Batting Google and Whiffing the Chance
December 6, 2024
This is the work of a dinobaby. Smart software helps me with art, but the actual writing? Just me and my keyboard.
I read “The AI War Was Never Just about AI.” Okay, AI war. We have a handful of mostly unregulated technology companies, a few nation states, and some unknown wizards working in their family garage. The situation is that a very tiny number of companies are fighting to become de facto reality definers for the next few years, maybe a decade or two. Against that background, does a single country’s judiciary think it can “regulate” an online company. One pragmatic approach has been to ban a service, the approach taken by Australia, China, Iran, and Russia among others. A less popular approach would be to force the organization out of business by arresting key executives, seizing assets, and imposing penalties on that organization’s partners. Does that sound a bit over the top?
The cited article does not go to the pit in the apricot. Google has been allowed to create an interlocking group of services which permeate the fabric of global online activity. There is no entertainment for some people in Armenia except YouTube. There are few choices to promote a product online without bumping into the Disney style people herders who push those who want to sell toward Google’s advertising systems. There is no getting from Point A to Point B without Google’s finding services whether dolled up in an AI wrapper, a digital version of a map, or a helpful message on the sign of a lawn service truck for Google Local.
The write up says:
The government wants to break up Google’s monopoly over the search market, but its proposed remedies may in fact do more to shape the future of AI. Google owns 15 products that serve at least half a billion people and businesses each—a sprawling ecosystem of gadgets, search and advertising, personal applications, and enterprise software. An AI assistant that shows up in (or works well with) those products will be the one that those people are most likely to use. And Google has already woven its flagship Gemini AI models into Search, Gmail, Maps, Android, Chrome, the Play Store, and YouTube, all of which have at least 2 billion users each. AI doesn’t have to be life-changing to be successful; it just has to be frictionless.
Okay. With a new administration taking the stage, how will this goal of leveling the playing field work. The legal processes at Google’s disposal mean that whatever the US government does can be appealed. Appeals take time. Who lasts longer? A government lawyer working under the thumb of DOGE and budget cutting or a giant outfit like Google? My view is that Google has more lawyers and more continuity.

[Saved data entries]
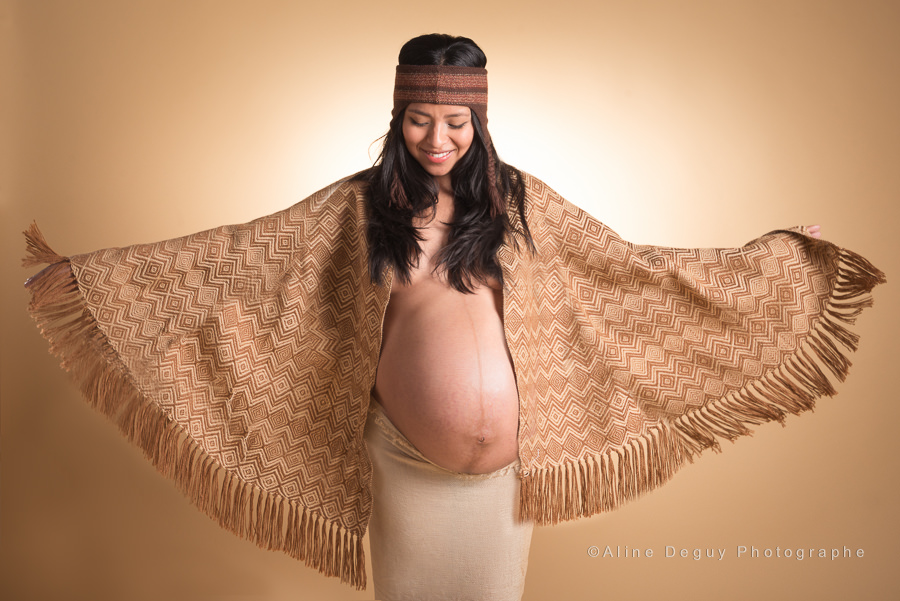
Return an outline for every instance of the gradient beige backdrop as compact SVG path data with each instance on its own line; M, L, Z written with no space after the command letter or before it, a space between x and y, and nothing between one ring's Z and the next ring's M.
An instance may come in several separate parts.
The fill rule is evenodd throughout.
M501 156L626 239L738 246L819 222L892 278L837 398L613 514L538 529L525 599L897 598L900 2L0 7L3 599L372 598L220 530L79 399L26 317L19 232L37 220L73 254L284 208L370 164L397 51L432 31L486 51Z

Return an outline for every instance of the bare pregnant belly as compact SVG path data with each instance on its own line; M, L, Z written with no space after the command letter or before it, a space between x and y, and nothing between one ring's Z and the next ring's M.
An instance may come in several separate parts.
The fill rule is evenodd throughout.
M500 295L462 294L428 278L395 286L385 315L375 394L423 455L456 472L492 472L518 456Z

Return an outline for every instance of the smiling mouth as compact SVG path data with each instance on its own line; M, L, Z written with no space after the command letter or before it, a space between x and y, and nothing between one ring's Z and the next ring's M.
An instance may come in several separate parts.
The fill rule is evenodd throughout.
M431 162L443 163L444 161L447 160L447 157L449 157L450 153L453 151L445 150L444 152L428 152L428 151L424 151L424 152L425 152L425 156L427 156Z

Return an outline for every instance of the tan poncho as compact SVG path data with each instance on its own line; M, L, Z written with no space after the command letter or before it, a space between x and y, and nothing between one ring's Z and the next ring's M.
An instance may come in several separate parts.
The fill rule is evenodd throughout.
M859 255L802 228L636 246L525 183L537 252L499 252L525 517L613 509L846 374L846 325L884 281ZM222 526L357 587L390 296L365 221L364 185L343 181L244 225L70 258L32 226L26 259L51 263L30 310L94 406Z

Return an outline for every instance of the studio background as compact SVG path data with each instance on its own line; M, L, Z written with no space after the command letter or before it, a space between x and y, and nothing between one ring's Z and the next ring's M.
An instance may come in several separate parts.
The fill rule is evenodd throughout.
M627 240L821 223L890 280L836 398L536 529L525 600L896 598L898 29L900 2L875 0L2 2L0 596L372 599L221 530L80 399L26 315L20 232L76 254L290 206L371 164L397 52L437 31L485 50L501 157Z

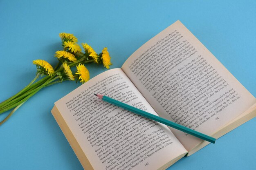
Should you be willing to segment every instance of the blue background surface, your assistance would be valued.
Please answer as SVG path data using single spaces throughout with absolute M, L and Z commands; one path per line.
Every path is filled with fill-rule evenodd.
M 34 78 L 32 60 L 56 64 L 59 33 L 74 34 L 96 52 L 107 46 L 112 68 L 177 20 L 256 96 L 256 1 L 0 1 L 0 100 Z M 91 78 L 106 70 L 88 67 Z M 50 113 L 80 85 L 43 89 L 0 126 L 0 169 L 83 169 Z M 255 169 L 256 129 L 254 119 L 168 169 Z

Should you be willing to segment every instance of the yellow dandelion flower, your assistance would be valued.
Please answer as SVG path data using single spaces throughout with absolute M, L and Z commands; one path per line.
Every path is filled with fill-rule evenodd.
M 65 41 L 64 42 L 65 48 L 68 48 L 72 52 L 76 53 L 77 51 L 81 52 L 82 50 L 80 46 L 76 43 L 70 41 Z
M 109 66 L 112 65 L 112 63 L 110 62 L 111 58 L 108 51 L 108 48 L 105 47 L 102 50 L 102 62 L 104 66 L 108 69 L 109 69 Z
M 42 60 L 36 60 L 33 61 L 33 64 L 37 65 L 43 69 L 43 71 L 47 72 L 47 74 L 52 76 L 54 73 L 54 70 L 52 66 L 48 62 Z
M 70 80 L 74 80 L 75 77 L 74 77 L 74 75 L 73 75 L 73 74 L 72 74 L 72 71 L 71 71 L 71 70 L 70 70 L 70 68 L 68 66 L 67 63 L 63 62 L 63 66 L 65 75 Z
M 61 33 L 59 34 L 59 35 L 63 42 L 69 41 L 71 42 L 77 42 L 77 38 L 73 34 Z
M 82 43 L 82 46 L 83 46 L 83 47 L 84 49 L 85 52 L 88 54 L 89 56 L 93 59 L 95 62 L 98 63 L 98 57 L 99 57 L 99 55 L 94 51 L 93 49 L 86 43 Z
M 76 66 L 76 70 L 77 72 L 76 73 L 76 74 L 80 75 L 79 79 L 81 83 L 84 83 L 89 80 L 90 78 L 89 71 L 84 65 L 79 64 Z
M 55 53 L 54 55 L 58 58 L 62 57 L 67 58 L 71 62 L 76 62 L 77 61 L 77 59 L 75 57 L 74 55 L 70 53 L 65 51 L 57 51 Z

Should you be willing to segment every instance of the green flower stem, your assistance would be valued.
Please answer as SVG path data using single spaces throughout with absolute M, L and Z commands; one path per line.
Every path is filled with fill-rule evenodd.
M 39 89 L 39 88 L 40 88 L 40 86 L 37 87 L 36 88 L 34 88 L 34 89 L 32 90 L 29 91 L 24 93 L 22 95 L 18 97 L 17 97 L 15 98 L 15 99 L 13 99 L 12 100 L 10 101 L 9 103 L 7 104 L 6 105 L 1 107 L 0 108 L 0 111 L 2 109 L 4 109 L 4 108 L 6 108 L 10 106 L 11 106 L 11 105 L 13 104 L 14 103 L 15 103 L 17 102 L 19 102 L 19 101 L 21 100 L 22 99 L 24 99 L 24 98 L 25 98 L 25 97 L 26 97 L 27 96 L 30 95 L 30 94 L 36 91 L 37 90 Z
M 64 81 L 66 81 L 67 80 L 67 79 L 66 80 L 65 80 Z M 53 81 L 54 81 L 54 80 L 53 80 Z M 51 82 L 51 83 L 49 83 L 48 84 L 47 84 L 46 85 L 45 85 L 44 86 L 44 87 L 47 87 L 48 86 L 52 86 L 53 84 L 56 84 L 58 83 L 60 83 L 61 82 L 61 81 L 60 80 L 58 80 L 58 81 L 56 81 L 55 82 Z M 33 91 L 33 92 L 32 92 L 31 91 L 31 93 L 29 94 L 31 94 L 31 93 L 34 93 L 34 91 Z M 38 91 L 39 91 L 39 90 Z M 36 94 L 36 93 L 35 93 L 34 94 Z M 15 108 L 14 108 L 14 109 L 13 110 L 12 110 L 12 111 L 8 115 L 8 116 L 7 116 L 6 117 L 5 117 L 5 118 L 4 118 L 4 119 L 3 120 L 2 120 L 2 121 L 1 121 L 0 122 L 0 126 L 2 125 L 4 123 L 5 121 L 6 121 L 11 117 L 11 116 L 13 113 L 15 112 L 15 111 L 16 111 L 16 110 L 17 110 L 17 109 L 18 109 L 21 106 L 21 105 L 22 105 L 24 103 L 25 103 L 25 102 L 26 102 L 27 99 L 25 101 L 24 101 L 23 103 L 21 103 L 19 105 L 17 106 L 16 106 L 16 107 Z
M 27 89 L 26 89 L 26 90 L 23 92 L 23 93 L 26 93 L 27 91 L 31 90 L 31 89 L 33 90 L 37 88 L 37 87 L 40 86 L 43 83 L 45 82 L 50 77 L 51 77 L 48 75 L 39 80 L 38 81 L 33 84 L 32 85 L 31 85 L 28 88 L 27 88 Z
M 27 86 L 25 87 L 23 89 L 20 91 L 18 93 L 13 96 L 12 97 L 10 97 L 8 99 L 4 101 L 4 102 L 2 102 L 0 104 L 0 107 L 1 107 L 2 106 L 4 105 L 6 103 L 9 102 L 9 101 L 12 100 L 13 99 L 14 99 L 15 97 L 17 97 L 17 96 L 18 96 L 20 94 L 22 94 L 24 91 L 25 91 L 31 85 L 31 84 L 32 84 L 33 83 L 34 83 L 35 82 L 35 81 L 36 81 L 36 80 L 37 79 L 37 78 L 38 78 L 40 75 L 40 74 L 39 73 L 37 74 L 36 75 L 36 77 L 35 77 L 35 78 L 31 81 L 31 82 L 30 82 L 30 83 L 29 83 L 29 84 Z
M 23 99 L 22 100 L 20 100 L 20 102 L 17 102 L 13 105 L 12 105 L 11 106 L 9 106 L 5 108 L 4 108 L 3 109 L 1 109 L 1 110 L 0 111 L 0 114 L 2 114 L 2 113 L 3 113 L 4 112 L 5 112 L 7 110 L 9 110 L 14 108 L 18 106 L 19 105 L 20 105 L 20 104 L 22 104 L 22 103 L 23 103 L 24 102 L 26 102 L 27 100 L 28 99 L 29 99 L 29 98 L 31 97 L 32 96 L 33 96 L 35 94 L 36 94 L 36 93 L 37 93 L 38 91 L 39 91 L 41 89 L 42 89 L 46 85 L 47 85 L 48 84 L 50 83 L 51 82 L 53 82 L 56 79 L 58 78 L 58 77 L 56 77 L 55 78 L 53 78 L 53 77 L 52 77 L 51 78 L 50 78 L 48 81 L 47 81 L 46 82 L 45 82 L 45 83 L 44 83 L 42 85 L 41 85 L 41 86 L 40 86 L 40 88 L 38 88 L 38 89 L 35 92 L 34 92 L 34 93 L 32 93 L 30 94 L 29 95 L 28 95 L 26 97 L 25 97 L 25 98 Z
M 24 94 L 26 93 L 28 91 L 31 91 L 31 89 L 34 90 L 35 88 L 38 87 L 40 85 L 43 84 L 47 80 L 47 78 L 49 78 L 49 77 L 50 77 L 49 76 L 49 77 L 46 76 L 45 77 L 44 77 L 43 79 L 41 79 L 40 80 L 38 81 L 38 82 L 34 83 L 31 85 L 31 84 L 30 84 L 31 85 L 30 85 L 29 86 L 28 86 L 28 85 L 27 86 L 27 88 L 26 89 L 25 89 L 25 88 L 24 88 L 22 90 L 22 92 L 21 91 L 20 92 L 19 92 L 19 94 L 18 95 L 17 95 L 18 94 L 17 93 L 17 94 L 16 95 L 16 96 L 15 97 L 12 97 L 12 98 L 11 99 L 10 98 L 10 99 L 9 99 L 8 101 L 7 101 L 7 100 L 5 101 L 4 103 L 2 102 L 2 103 L 1 103 L 1 104 L 0 105 L 0 110 L 1 110 L 2 109 L 2 108 L 6 107 L 7 106 L 9 105 L 11 103 L 13 103 L 13 101 L 14 100 L 15 100 L 16 101 L 18 101 L 18 100 L 16 99 L 17 98 L 18 98 L 20 99 L 21 99 L 22 97 L 20 97 L 21 96 L 23 96 Z
M 11 113 L 8 115 L 8 116 L 6 117 L 5 117 L 5 118 L 4 118 L 4 119 L 3 119 L 2 121 L 1 121 L 1 122 L 0 122 L 0 126 L 2 125 L 8 119 L 9 119 L 9 118 L 10 118 L 12 114 L 13 114 L 13 113 L 15 112 L 15 111 L 16 111 L 17 109 L 18 109 L 21 106 L 21 105 L 25 103 L 25 102 L 23 102 L 23 103 L 21 103 L 20 104 L 17 106 L 15 108 L 14 108 L 14 109 L 11 112 Z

## Work request 1:
Answer these three questions from the post on Google and the AI war, one answer per line:
(a) Which countries does the post name as having banned a service?
(b) How many Google products serve at least half a billion people and businesses each?
(c) In which country does the post say YouTube is the only entertainment for some people?
## Work request 2:
Using the reasons the post on Google and the AI war gives, explain in one to three sentences why the author expects Google to outlast the US government in appeals.
## Work request 3:
Pick up the post on Google and the AI war after its final sentence and continue it.

## Task output 1:
(a) Australia, China, Iran, and Russia
(b) 15
(c) Armenia

## Task output 2:
Whatever the government does can be appealed, and appeals take time. The author sets a government lawyer working under DOGE and budget cutting against a giant company and concludes that Google has more lawyers and more continuity.

## Task output 3:
Second, breaking up Google may face some headwinds from government entities quite dependent on its activities. The entire OSINT sector looks to Google for nuggets of information. It is possible some government agencies have embedded Google personnel on site. The “advertising” industry depends on distribution via the online stores of Apple and Google. Why is this important? The data brokers repackage the app data into data streams consumed by some government agencies and their contractors.
The write up says:
This is why it’s relevant that the DOJ’s proposed antitrust remedy takes aim at Google’s broader ecosystem. Federal and state attorneys asked the court to force Google to sell off its Chrome browser; cease preferencing its search products in the Android mobile operating system; prevent it from paying other companies, including Apple and Samsung, to make Google the default search engine; and allow rivals to syndicate Google’s search results and use its search index to build their own products. All of these and the DOJ’s other requests, under the auspices of search, are really shots at Google’s expansive empire.
So after more than 20 years of non regulation and hand slapping, the current legal decision is going to take apart an entity which is more like a cancer than a telephone company like AT&T. IBM was mostly untouched by the US government as was Microsoft. Now I am to to believe that a vastly different type of commercial enterprise which is for some functions more robust and effective than a government can have its wings clipped.
Is the Department of Justice concerned about AI? Come on. The DoJ personnel are thinking about the Department of Government Efficiency, presidential retribution, and enhancing LinkedIn profiles.
We are not in Kansas any longer where there is no AI war.